INSTRUCTION: Quote every row below verbatim, one per line.

AVAILABLE RECORDS:
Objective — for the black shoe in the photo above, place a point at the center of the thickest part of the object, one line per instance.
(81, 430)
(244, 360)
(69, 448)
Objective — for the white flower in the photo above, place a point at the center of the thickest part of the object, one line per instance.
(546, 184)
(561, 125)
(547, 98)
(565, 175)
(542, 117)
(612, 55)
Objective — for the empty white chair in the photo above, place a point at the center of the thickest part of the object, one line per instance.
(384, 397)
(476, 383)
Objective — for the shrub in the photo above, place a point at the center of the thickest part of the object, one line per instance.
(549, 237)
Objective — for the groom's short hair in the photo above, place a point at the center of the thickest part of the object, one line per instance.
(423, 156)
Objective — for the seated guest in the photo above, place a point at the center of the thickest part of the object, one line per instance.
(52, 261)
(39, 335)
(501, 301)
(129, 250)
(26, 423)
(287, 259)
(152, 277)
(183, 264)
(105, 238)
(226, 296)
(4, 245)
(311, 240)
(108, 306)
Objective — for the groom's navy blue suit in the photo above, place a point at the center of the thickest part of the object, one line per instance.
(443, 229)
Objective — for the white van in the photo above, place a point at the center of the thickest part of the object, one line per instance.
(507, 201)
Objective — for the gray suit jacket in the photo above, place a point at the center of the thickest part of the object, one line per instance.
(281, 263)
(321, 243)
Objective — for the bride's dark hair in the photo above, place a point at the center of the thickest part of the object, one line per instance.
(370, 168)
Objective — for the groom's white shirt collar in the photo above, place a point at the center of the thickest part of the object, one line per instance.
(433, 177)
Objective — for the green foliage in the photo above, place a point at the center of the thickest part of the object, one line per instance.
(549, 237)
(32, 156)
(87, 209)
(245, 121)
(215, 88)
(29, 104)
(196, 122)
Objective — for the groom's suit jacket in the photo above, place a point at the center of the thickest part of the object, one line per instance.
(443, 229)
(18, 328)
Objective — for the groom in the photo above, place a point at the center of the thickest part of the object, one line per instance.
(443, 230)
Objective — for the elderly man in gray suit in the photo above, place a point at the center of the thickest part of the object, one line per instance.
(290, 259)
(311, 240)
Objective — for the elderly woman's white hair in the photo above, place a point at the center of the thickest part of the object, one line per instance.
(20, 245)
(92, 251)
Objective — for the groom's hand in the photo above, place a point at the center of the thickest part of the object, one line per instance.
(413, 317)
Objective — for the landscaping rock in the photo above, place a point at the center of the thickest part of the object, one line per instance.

FULL ANSWER:
Objective — for the black shoe in the photo above, place a point at the center of the thickest part of the object, one line per instance.
(81, 430)
(244, 360)
(69, 448)
Objective — for the white flower in the photo above, place a point at the center of the thickest part of the object, one line per instance.
(546, 184)
(561, 125)
(547, 98)
(565, 175)
(542, 117)
(612, 55)
Objective — for the empty white chair in the photo above, place a point at the center of the thickest part of the object, one line per instance.
(384, 397)
(476, 383)
Objective — for the shrub in the photo above, place a point at the center of the thickest part of the object, one line per instance.
(549, 237)
Objective — for the groom's short hair in the photo above, place a point at the center of the thickest part of the object, one line per instance.
(423, 156)
Objective — for the seated guest in the photo above, place a point at the center of the thickest part of the object, one line per instance.
(52, 261)
(39, 335)
(501, 301)
(129, 250)
(26, 423)
(287, 259)
(152, 277)
(183, 264)
(105, 238)
(226, 296)
(4, 245)
(311, 240)
(108, 306)
Objective — for the groom's navy blue suit in the photo above, place a point at the center of the thickest part of the object, one line per instance.
(443, 229)
Objective — for the white van in the photo above, place a point at the center of the thickest part of the object, one line per instance.
(507, 201)
Objective — for the gray suit jacket in the photo above, place a point at the center of the thickest part of the object, one line per instance.
(281, 263)
(321, 243)
Objective — for the bride's dark hair in the photo above, place a point at the center of the thickest part of the object, one line per instance.
(370, 168)
Objective — for the groom's white shirt collar in the photo above, place a point at the center of the thickest part of the object, one line per instance.
(433, 177)
Objective — for the green foliage in the photo above, place a point at the center of the thickest part of the object, one line per instance.
(549, 237)
(32, 156)
(87, 209)
(245, 121)
(215, 88)
(29, 104)
(196, 122)
Objective — for the groom's suit jacket in the photo above, place a point at the center of the thickest part of the object, one line per instance.
(443, 229)
(18, 328)
Objective — for the groom in the photo above, place a point at the center of the thickest part of the object, one line per instance.
(443, 230)
Objective — for the elderly man in gray suit in the photo above, place a point at the center of the thickest part of the object, one line per instance.
(290, 259)
(311, 240)
Objective — for the elderly woman's white hair in the photo above, place a point at the center of the thickest part of the object, one line per instance.
(20, 245)
(92, 251)
Objective — for the groom's hand in the photo above, place a point at the center of the thickest part of the object, one line per instance.
(413, 317)
Objective — for the landscaping rock in the photo above, place a point at the center of the thickest part of the object, one line per instance.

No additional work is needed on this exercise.